BEGIN EXERCISE TEXT
I woke up this morning to the news that one of my favorite actors, Alan Rickman, had died of cancer. This is the second high-profile acting death from cancer this week (David Bowie passing a couple of days ago), and again a case of someone being taken far too young, at 69 years old.
While most of the news outlets are saying he’s most famous for his role as Severus Snape in the Harry Potter films, for me, Rickman will always be Hans Gruber, the master thief and arch-villain to Bruce Willis’s John “Yippee-ki-yay” McClane in Die Hard. His odd German/English accent, his goatee, his slowly boiling-over frustration – he stole the show in what is one of my favorite Christmas films.
And then I saw him in Galaxy Quest as cynical British stage actor Alexander Dane, permanently cursed with being associated with one small (to him) role in an American science-fiction series, and his place as a personal go-to became firmly entrenched. Watching him ease a gentle soul to his final rest (“You shall be avenged”), and then turning, hair flying wildly from his prosthetic head piece, yelling and charging at the alien who had shot the fatal blast and bludgeoning it to death – I knew then that this was a rare actor indeed, with a tremendous range from quietly menacing, to full-on comedic mania within his repertoire. From then on, just knowing he was in a film made me want to watch it, which is something I can say about very few actors.
Besides Die Hard and Galaxy Quest, some other films which I’ve thoroughly enjoyed watching Rickman in are Bottle Shock, Love Actually, and the oft-forgotten Quigley Down Under with Tom Selleck. Even in the truly bad films he was part of – Robin Hood: Prince of Thieves – he was clearly the best thing about them, stealing every scene he was in. Another that didn’t do terribly well at the box office, but which I enjoyed, is Blow Dry, which plays off as a sort of modern-day Romeo and Juliet set in a British hairdressing competition, with Rickman and Bill Nighy facing off as the fathers of a pair of star-crossed lovers. Worth a watch if only for the Rickman/Nighy factor.
END EXERCISE TEXT
BEGIN RECORDS PROVIDED
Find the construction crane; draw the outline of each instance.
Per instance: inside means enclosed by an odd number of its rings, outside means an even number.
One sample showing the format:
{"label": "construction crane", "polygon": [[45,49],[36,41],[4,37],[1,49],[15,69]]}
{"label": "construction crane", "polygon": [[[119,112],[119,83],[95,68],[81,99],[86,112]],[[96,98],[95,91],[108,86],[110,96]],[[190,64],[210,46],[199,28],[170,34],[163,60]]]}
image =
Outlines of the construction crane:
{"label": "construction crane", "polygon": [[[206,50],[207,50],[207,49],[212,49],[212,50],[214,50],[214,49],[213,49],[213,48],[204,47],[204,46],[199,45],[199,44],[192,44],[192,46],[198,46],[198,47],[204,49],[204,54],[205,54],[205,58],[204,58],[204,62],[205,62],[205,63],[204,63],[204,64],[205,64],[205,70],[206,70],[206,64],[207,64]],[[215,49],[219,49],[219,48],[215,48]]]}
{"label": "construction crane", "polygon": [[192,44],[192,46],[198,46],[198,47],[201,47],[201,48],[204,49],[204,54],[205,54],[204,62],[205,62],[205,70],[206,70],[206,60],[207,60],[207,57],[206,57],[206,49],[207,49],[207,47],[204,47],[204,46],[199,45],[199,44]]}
END RECORDS PROVIDED
ACTIVITY 1:
Decide whether each statement agrees with the text about Alan Rickman. Answer yes or no, and quote the words from the text that settle it. (a) Rickman died at 69. (b) In Blow Dry, Rickman and Bill Nighy play the fathers of the two lovers. (c) The writer counts Robin Hood: Prince of Thieves among the good films Rickman made.
ACTIVITY 2:
According to the text about Alan Rickman, what character did Rickman play in Galaxy Quest?
ACTIVITY 3:
Extract the passage of the text about Alan Rickman from "I woke up this" to "69 years old.", word for word.

ANSWER AREA 1:
(a) Yes: "at 69 years old"
(b) Yes: "with Rickman and Bill Nighy facing off as the fathers of a pair of star-crossed lovers"
(c) No: "Even in the truly bad films he was part of – Robin Hood: Prince of Thieves"

ANSWER AREA 2:
Alexander Dane, a cynical British stage actor.

ANSWER AREA 3:
I woke up this morning to the news that one of my favorite actors, Alan Rickman, had died of cancer. This is the second high-profile acting death from cancer this week (David Bowie passing a couple of days ago), and again a case of someone being taken far too young, at 69 years old.